---------- DATA FOR THIS EXERCISE

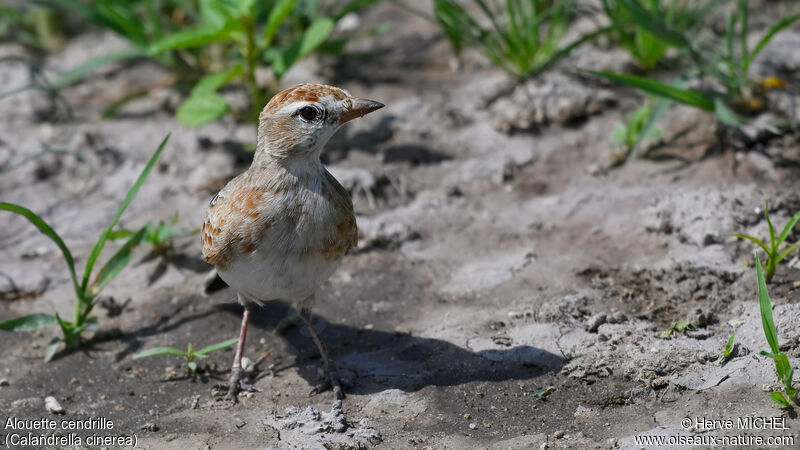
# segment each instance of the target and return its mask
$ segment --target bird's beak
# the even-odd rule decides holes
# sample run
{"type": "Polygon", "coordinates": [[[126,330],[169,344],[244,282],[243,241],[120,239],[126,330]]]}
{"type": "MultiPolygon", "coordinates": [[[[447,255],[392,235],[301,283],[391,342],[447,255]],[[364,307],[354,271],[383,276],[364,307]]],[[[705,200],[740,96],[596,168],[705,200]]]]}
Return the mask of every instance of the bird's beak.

--------------------

=== BRIEF ===
Provide the count, and nothing else, of lines in the data above where the word "beak" occurs.

=== RESULT ===
2